Problem to solve: Copy out every line of the listing in which "child" appears.

Records provided:
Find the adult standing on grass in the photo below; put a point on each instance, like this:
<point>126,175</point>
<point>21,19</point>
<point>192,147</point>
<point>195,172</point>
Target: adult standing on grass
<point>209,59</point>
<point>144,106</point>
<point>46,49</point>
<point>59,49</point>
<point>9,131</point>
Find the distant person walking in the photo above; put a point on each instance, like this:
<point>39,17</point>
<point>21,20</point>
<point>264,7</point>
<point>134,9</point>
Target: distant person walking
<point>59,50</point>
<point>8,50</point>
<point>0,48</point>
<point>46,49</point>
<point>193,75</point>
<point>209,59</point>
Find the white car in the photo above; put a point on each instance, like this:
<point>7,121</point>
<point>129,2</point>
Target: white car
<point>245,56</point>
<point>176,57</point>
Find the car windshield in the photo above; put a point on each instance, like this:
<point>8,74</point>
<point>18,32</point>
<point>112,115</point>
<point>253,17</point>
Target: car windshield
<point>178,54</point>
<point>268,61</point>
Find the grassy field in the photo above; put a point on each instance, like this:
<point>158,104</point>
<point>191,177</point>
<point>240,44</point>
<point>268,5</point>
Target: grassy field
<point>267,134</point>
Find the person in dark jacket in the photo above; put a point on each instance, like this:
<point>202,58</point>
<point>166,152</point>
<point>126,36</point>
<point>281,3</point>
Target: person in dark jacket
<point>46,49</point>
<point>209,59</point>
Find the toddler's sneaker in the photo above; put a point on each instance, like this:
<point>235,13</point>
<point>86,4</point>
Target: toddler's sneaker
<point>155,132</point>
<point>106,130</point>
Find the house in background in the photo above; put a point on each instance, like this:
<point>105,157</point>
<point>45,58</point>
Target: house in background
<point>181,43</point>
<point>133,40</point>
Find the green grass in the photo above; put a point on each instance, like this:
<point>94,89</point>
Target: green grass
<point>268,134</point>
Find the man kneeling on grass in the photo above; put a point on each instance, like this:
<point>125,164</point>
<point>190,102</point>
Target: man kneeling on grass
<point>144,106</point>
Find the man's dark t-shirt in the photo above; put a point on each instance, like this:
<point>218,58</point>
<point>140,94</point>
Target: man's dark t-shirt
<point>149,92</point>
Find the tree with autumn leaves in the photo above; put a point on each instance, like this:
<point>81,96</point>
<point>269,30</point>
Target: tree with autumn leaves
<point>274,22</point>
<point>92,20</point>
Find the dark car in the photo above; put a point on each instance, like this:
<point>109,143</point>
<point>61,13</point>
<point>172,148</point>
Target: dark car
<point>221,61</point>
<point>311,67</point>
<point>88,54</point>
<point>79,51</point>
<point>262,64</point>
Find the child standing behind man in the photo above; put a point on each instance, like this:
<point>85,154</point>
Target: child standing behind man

Response:
Find the child standing behind man in the photo above; put a point on each instance, like this:
Target: child standing behind man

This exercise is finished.